(Image point grounding data)
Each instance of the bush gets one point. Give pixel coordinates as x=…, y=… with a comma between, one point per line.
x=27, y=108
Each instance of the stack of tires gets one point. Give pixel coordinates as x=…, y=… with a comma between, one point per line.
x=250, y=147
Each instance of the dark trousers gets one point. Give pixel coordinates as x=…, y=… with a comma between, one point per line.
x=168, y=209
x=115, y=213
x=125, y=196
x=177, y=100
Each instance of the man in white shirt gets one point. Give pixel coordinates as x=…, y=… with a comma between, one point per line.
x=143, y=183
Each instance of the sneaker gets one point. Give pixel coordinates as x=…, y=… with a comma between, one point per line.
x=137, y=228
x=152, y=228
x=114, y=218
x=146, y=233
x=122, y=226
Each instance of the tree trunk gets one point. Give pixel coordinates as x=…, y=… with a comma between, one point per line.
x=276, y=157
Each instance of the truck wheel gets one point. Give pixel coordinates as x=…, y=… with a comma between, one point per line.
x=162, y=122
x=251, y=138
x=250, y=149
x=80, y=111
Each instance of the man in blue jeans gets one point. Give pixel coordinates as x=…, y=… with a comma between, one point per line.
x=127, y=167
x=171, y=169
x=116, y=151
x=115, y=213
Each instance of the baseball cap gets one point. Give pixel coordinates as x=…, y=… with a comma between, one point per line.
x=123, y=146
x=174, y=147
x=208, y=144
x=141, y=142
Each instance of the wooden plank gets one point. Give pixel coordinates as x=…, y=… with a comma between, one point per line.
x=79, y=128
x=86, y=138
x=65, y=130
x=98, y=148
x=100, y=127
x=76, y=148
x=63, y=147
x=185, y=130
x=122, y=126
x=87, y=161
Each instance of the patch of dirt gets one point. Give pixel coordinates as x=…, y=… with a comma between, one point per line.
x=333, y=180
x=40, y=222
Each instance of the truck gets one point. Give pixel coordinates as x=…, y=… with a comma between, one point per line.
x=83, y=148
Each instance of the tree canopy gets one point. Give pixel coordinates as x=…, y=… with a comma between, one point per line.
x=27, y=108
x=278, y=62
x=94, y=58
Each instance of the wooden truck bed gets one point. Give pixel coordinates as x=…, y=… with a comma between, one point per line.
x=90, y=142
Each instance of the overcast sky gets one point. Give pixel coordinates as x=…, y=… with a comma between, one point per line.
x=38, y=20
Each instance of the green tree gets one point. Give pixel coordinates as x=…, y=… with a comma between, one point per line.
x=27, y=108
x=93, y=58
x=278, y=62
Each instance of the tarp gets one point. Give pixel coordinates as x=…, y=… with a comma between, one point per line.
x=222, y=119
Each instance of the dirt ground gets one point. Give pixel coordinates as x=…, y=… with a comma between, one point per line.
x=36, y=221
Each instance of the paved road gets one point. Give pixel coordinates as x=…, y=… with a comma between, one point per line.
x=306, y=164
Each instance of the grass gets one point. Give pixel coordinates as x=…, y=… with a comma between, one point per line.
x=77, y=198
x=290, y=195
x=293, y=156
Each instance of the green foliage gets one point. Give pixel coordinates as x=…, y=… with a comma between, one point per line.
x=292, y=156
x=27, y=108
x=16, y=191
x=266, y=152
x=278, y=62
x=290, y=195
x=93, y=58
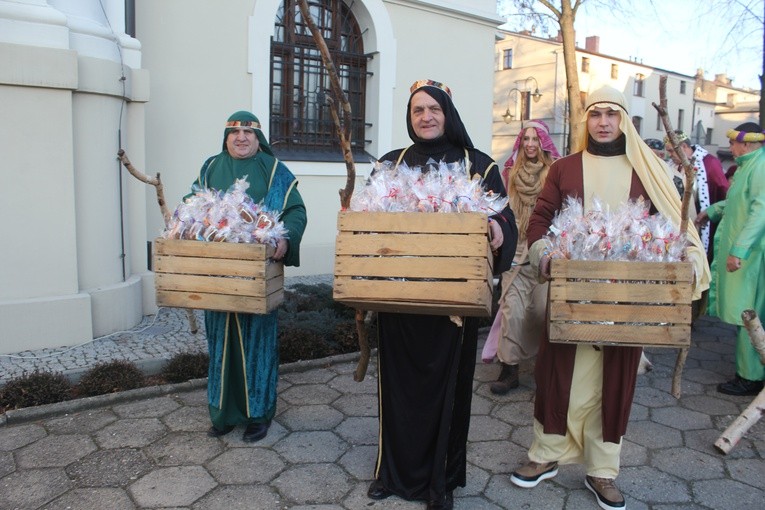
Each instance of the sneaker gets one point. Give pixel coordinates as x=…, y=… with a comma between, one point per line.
x=530, y=474
x=740, y=387
x=608, y=496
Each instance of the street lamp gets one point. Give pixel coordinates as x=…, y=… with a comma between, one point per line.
x=536, y=94
x=508, y=116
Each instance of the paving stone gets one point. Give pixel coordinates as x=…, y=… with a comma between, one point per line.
x=653, y=435
x=486, y=428
x=346, y=385
x=309, y=394
x=129, y=433
x=183, y=448
x=313, y=483
x=648, y=484
x=547, y=495
x=240, y=466
x=359, y=461
x=54, y=451
x=681, y=419
x=109, y=468
x=515, y=413
x=356, y=405
x=12, y=438
x=311, y=417
x=301, y=447
x=728, y=494
x=233, y=497
x=7, y=464
x=93, y=499
x=32, y=488
x=359, y=430
x=188, y=419
x=83, y=422
x=176, y=486
x=149, y=408
x=688, y=464
x=496, y=456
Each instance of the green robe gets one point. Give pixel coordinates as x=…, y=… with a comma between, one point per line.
x=741, y=233
x=243, y=348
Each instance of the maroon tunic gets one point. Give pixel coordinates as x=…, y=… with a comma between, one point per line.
x=555, y=362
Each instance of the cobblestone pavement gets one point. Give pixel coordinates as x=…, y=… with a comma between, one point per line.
x=148, y=449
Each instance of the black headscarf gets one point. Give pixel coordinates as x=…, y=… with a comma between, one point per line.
x=454, y=130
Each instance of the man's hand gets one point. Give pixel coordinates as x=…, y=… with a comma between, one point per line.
x=544, y=267
x=281, y=249
x=495, y=235
x=701, y=219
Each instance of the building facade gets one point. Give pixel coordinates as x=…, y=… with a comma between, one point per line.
x=81, y=79
x=530, y=82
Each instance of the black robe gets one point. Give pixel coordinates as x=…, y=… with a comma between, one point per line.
x=426, y=365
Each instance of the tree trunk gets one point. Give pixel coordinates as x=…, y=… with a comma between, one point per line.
x=166, y=215
x=576, y=110
x=343, y=130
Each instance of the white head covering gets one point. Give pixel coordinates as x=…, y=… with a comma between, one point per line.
x=649, y=168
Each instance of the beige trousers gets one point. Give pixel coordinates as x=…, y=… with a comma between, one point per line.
x=522, y=307
x=583, y=442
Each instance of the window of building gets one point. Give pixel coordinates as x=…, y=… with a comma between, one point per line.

§ **Work request**:
The whole of the data needs to be copied word for word, though not its pictures.

§ **Output of the task**:
Each instance of the bush gets one point. Give pixel coordinates as x=…, y=… with a comma between, one point per line.
x=27, y=108
Each instance of the stack of tires gets one point. Give pixel coordinates as x=…, y=… with a comma between, one point per line.
x=250, y=147
Each instance of the dark trousers gets one point. Give pixel coordinates as x=…, y=… with a comma between, one point per line.
x=168, y=209
x=115, y=213
x=125, y=196
x=177, y=100
Each instance of the man in white shirt gets one point. Give pixel coordinates as x=…, y=… with a comma between, one point per line.
x=143, y=183
Each instance of the sneaker gets one point. Give pixel coordinates as x=…, y=… with a comma between, one point per line.
x=137, y=228
x=152, y=228
x=114, y=218
x=146, y=233
x=122, y=226
Each instance of the tree trunk gets one point. Give pixel coordinates as x=…, y=… with a comma between, one point per line.
x=276, y=157
Each instance of the truck wheel gets one point. Give pixel coordinates as x=…, y=… with a comma between, one point per line.
x=162, y=122
x=251, y=138
x=250, y=149
x=80, y=111
Each instance of the man in blue jeans gets one point. Give pixel coordinates as x=…, y=… with a comma between, one point per line.
x=127, y=167
x=171, y=169
x=116, y=151
x=115, y=213
Each instance of the baseball cap gets one point. Give pixel coordinates as x=…, y=… with a comma between, one point per line.
x=123, y=146
x=174, y=147
x=208, y=144
x=141, y=142
Each instance of the wooden plank gets one point. Give pixel coordinates as x=…, y=… with a comma between, one point per line.
x=79, y=128
x=86, y=138
x=65, y=130
x=98, y=148
x=100, y=127
x=76, y=148
x=63, y=147
x=185, y=130
x=122, y=126
x=87, y=161
Each instance of the patch of dirt gets one point. Give pixel coordinates as x=…, y=… with a comma between, one point per line.
x=333, y=180
x=40, y=222
Each instance of the truck gets one point. Give pixel coordinates as x=…, y=… with a comma between, one point per line.
x=83, y=148
Each instance of the tree canopy gets one point. Give pixel coordinates as x=…, y=… with a comma between, one point per line.
x=27, y=108
x=278, y=62
x=94, y=58
Each instance of the wooden truck bed gets one point. Give pixel coordinates as x=…, y=… with a comma between, one point per line.
x=90, y=142
Each instance of the overcast sky gets one point. Give pixel coordinates as x=…, y=… with a comma between, one point per line.
x=38, y=20
Each instance of the green tree gets one point. Give pixel coordinates as x=…, y=… with a comma between, one point per line.
x=27, y=108
x=93, y=58
x=278, y=62
Each instance of the tarp gets one point. Give pixel coordinates as x=…, y=… with a comma between, one point per line.
x=222, y=119
Each instance of the dirt ground gets one point. Give pixel coordinates as x=…, y=… with a comma between, one point per line.
x=36, y=221
Each instance of the paved road gets one point. Give pixel coordinates as x=…, y=… with a comma between, one point per line.
x=306, y=164
Each instance of the grass gets one point. Give pixel coordinates as x=…, y=… with a comma between, one point per line.
x=77, y=198
x=290, y=195
x=293, y=156
Each instance of the green foliage gets one point. Give pixel coordinates as x=…, y=… with a comma between, one point per line.
x=292, y=156
x=27, y=108
x=16, y=191
x=266, y=152
x=278, y=62
x=290, y=195
x=93, y=58
Each instance of the sneaker gets one point. Give pixel coordinates as x=…, y=… with a comma between, one point per line.
x=530, y=474
x=740, y=387
x=608, y=496
Each instance of the street lamp gets one point. Give pixel coordinates as x=…, y=… with a comma between, one point per line.
x=536, y=94
x=508, y=116
Each instance of the paving stone gets one point. Give pixel coordinates as x=…, y=… with a comma between, one point per line.
x=653, y=435
x=486, y=428
x=346, y=385
x=309, y=394
x=129, y=433
x=183, y=448
x=313, y=483
x=648, y=484
x=547, y=495
x=240, y=466
x=359, y=461
x=54, y=451
x=681, y=419
x=109, y=468
x=515, y=413
x=356, y=405
x=12, y=438
x=311, y=417
x=301, y=447
x=728, y=494
x=233, y=497
x=7, y=464
x=93, y=499
x=32, y=488
x=359, y=430
x=188, y=419
x=83, y=422
x=176, y=486
x=149, y=408
x=688, y=464
x=496, y=456
Each instance of the green robe gets one point. Give pixel coordinates as x=…, y=… with a comma between, one point per line.
x=741, y=233
x=243, y=348
Each instance of the maroon tunic gets one point. Give pixel coordinates as x=…, y=… with a comma between, one point per line.
x=555, y=362
Each instance of the cobblestone pavement gets one point. Give pixel coordinates as x=…, y=… with a comma between, one point per line.
x=148, y=449
Each instance of the black headscarf gets one point. Give pixel coordinates as x=…, y=… with a comma between, one point per line.
x=454, y=130
Each instance of the man's hand gets one point. Give pixel coordinates as x=…, y=… with a comma between, one point per line.
x=544, y=267
x=281, y=249
x=495, y=235
x=701, y=219
Each instance of the building facade gets one point. Give pixel coordinates as x=…, y=… with a comma between, one point per line.
x=81, y=79
x=530, y=82
Each instance of the black robe gets one point. Give pixel coordinates as x=…, y=… with a comma between, one point per line.
x=426, y=365
Each instance of the tree trunk gets one point. Give pixel coordinates as x=…, y=… with a comma between, one point per line.
x=166, y=215
x=576, y=110
x=343, y=130
Each instance of the white head covering gets one point. Give pixel coordinates as x=…, y=… with a comma between, one point per line.
x=649, y=168
Each instance of the beige trousers gets one point. Give pixel coordinates as x=…, y=… with a comma between, one point per line.
x=522, y=307
x=583, y=442
Each instance of the window of building gets one point. Give pixel coordinates as x=…, y=… with a comma between, one point per line.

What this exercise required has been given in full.